Extract >>
- - -

Beej: But don’t you think the younger ones were shown as having problems and sadnesses that replaced the ones Henry worried about. It was almost like being told – yes they have lots of hook-ups and sex but they are just as screwed up as the generation before. Look how Freddie is at the end…and Dean is heading for big trouble, blindly unaware.
AJH: I didn’t feel Dean was heading for trouble, actually? I thought Dean was kind of hilariously well-observed. I mean, he’s spent his whole life being told that certain sort of things happen to gay people … and sadly has been unafflicted with any of them. Like, his parents are very supportive and so he pretends he’s been kicked out by then. And in the first episode of Banana (companion series to Cucumber) he fantasies this whole doomed love affair that never happens. And, despite having what you would expect to be really ‘dangerous’ sex, he’s fine. Totally fine. Unabused, undamaged.Which I think is important. Because, as Allan said above, one of the themes of Cucumber is how fucking terrible it is that you’re essentially teaching an entire sub-section of people fear.
Beej: Yes…I agree the ‘non’ doomed gay youth was very funny and he was always trying to shock, but made people laugh instead…but the last scene hasn’t Dean become part of a gang? Or did I miss something about it? Dean was one of my favourite characters though.
Allan: I loved Dean. He has his own sexual problem to deal with (as do all the younger generation – and its a great point being made that no matter how things change there will always be sex related things to deal with). But Dean deals with his not by looking externally and seeking medical help, but by going internal. He explores different expressions of sexuality in the physical in the hope that it’ll help solve his particular problem.
AJH: I genuinely thought his problem was he was 19? Not that he was having a genuine medical pre-ejaculation problem.
Allan: Lol. Quite possibly.
Beej: I thought it was ‘over excitement’ and enthusiasm and youth. Lol.
Beej: Of course Freddie is Bi – How do you think that was represented and discussed within the drama?
Allan: I have some problems with how Freddie was portrayed. He is shown to be mean and manipulative, particularly with sex and the power that he wields, what with him being the sexy pretty character. While I think that it’s clear that that’s who Freddie is as a character I was a bit uncomfortable with the main Bi character being the ‘baddie’.
But then I also think that Freddie is the new Henry. Until he deals with who he is and what life could be he will never move on from being the manipulative one. In some ways Cucumber was a cautionary tale to Freddie.

- - -

To do >>
1 - Answer these about the Cucumber discussion:
(a) Because his parents are very supportive, what does Dean pretend?
(b) What is the name of the companion series to Cucumber?
(c) What made Allan uncomfortable about how Freddie was portrayed?
2 - Resume the Cucumber discussion after its final line, keeping the same speakers and style.
The entries that come next are separate material, unrelated to the Cucumber discussion.

Data section >>
- - -

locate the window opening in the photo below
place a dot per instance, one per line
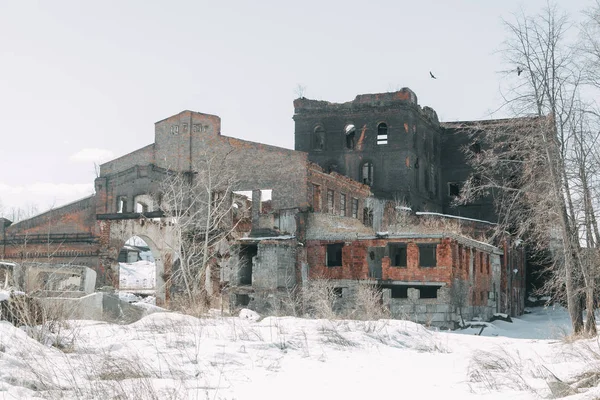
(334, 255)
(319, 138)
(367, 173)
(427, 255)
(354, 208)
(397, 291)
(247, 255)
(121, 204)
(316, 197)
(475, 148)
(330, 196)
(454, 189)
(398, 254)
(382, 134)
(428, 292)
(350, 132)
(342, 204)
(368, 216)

- - -

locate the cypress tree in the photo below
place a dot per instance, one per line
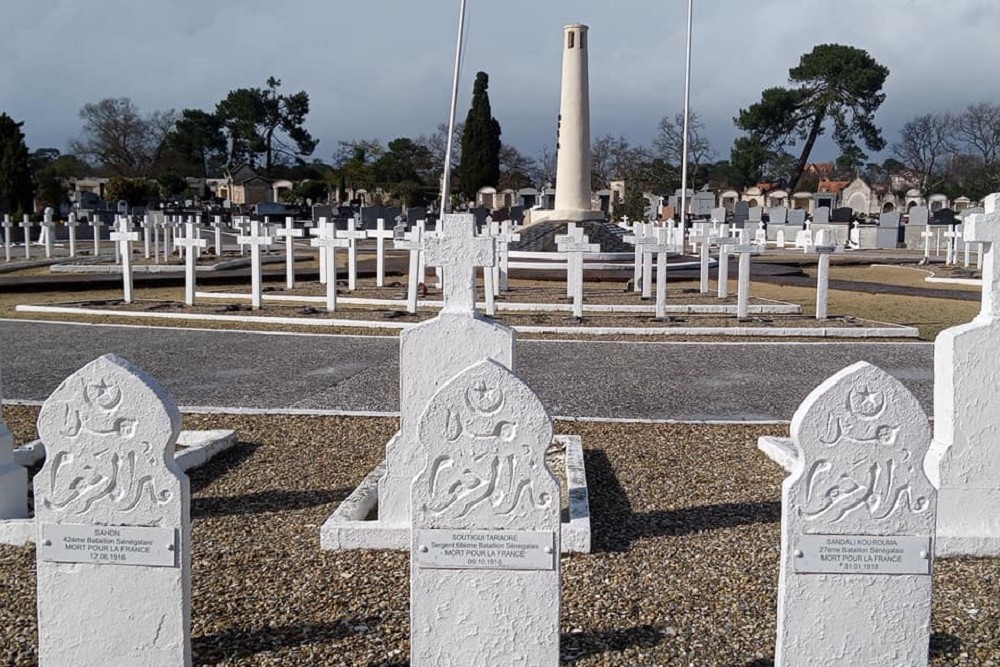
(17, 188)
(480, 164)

- - -

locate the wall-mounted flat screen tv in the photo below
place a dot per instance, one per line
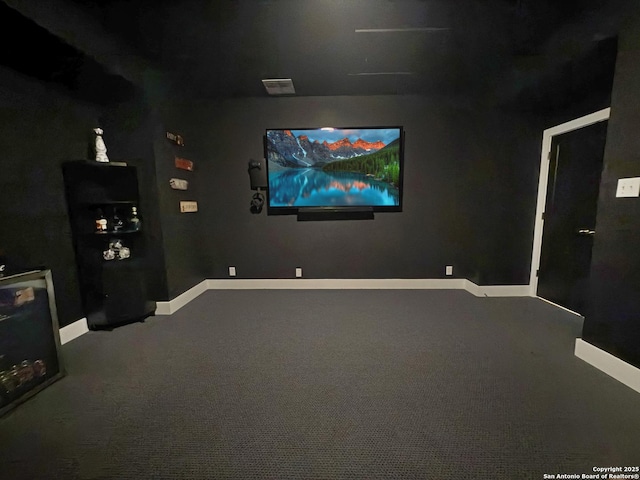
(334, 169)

- - -

Your written answers >>
1 -
(a) He pretends he has been kicked out by them.
(b) Banana.
(c) The main Bi character being the "baddie."

2 -
Beej: I began the series having a serious problem with the character of Freddie, but by the last episode I felt sorry for him. He was aimless, couldn’t decide on anyone or anything. He’d even tried marriage and that didn’t go well…so yes I think Freddie is a young Henry. They were both searching, which is why I found the end so difficult and slightly depressing and happy at the same time…
AJH: Well, like Allan said, he and Henry are very similar characters (both powerfully manipulative and emotionally repressed) and ironically they’re both trapped by the same expectations about queer identity and queer sexuality i.e. that it’s all about sex, and sexual behaviour, and other needs and wants – like love, just to be really wet for a moment – become complicated and downplayed. I thought Freddie was okay, partially because Freddie Fox (the actor) is so completely delightful to look at, but also because I thought this relationship to sexual power was interestingly deconstructed. I mean, since we’re talking about QaF, in the opening episode of that, Stuart fucks this 15 year old boy and it’s consistently shown to be A Good Thing To Do. Nathan is empowered and awakened by the experience. And Freddie also was seduced by an older man (a teacher) – someone he was apparently sleeping with throughout his adolescence. But that’s explored much more ambiguously.
Beej: Ah I have to disagree with you there a bit after Stuart fucks Nathan…he’s called to be at the birth of his son. His happy go lucky fuck everything that moves changes after that and Nathan. Freddie is sex on a stick and manipulates with his looks and sex appeal but it doesn’t bring him happiness either, I don’t think RTD is saying that either case of being fucked by an older gay man was a good thing. The older man in Cucumber is punished for his ‘sin’ as well.
AJH: I didn’t get that all. There’s no hint in QaF that Nathan is materially damaged by being fucked by Stuart.
Beej: No, but he is growing up as a gay teenager with very disapproving parents and he is supported in a way by the confidence Stuart’s initial interest gives him to discover his way as a gay man. Freddie’s parents don’t seem to really care that much about Freddie at all, and it is almost as though Freddie has been let down by all authority figures in his life except, Henry.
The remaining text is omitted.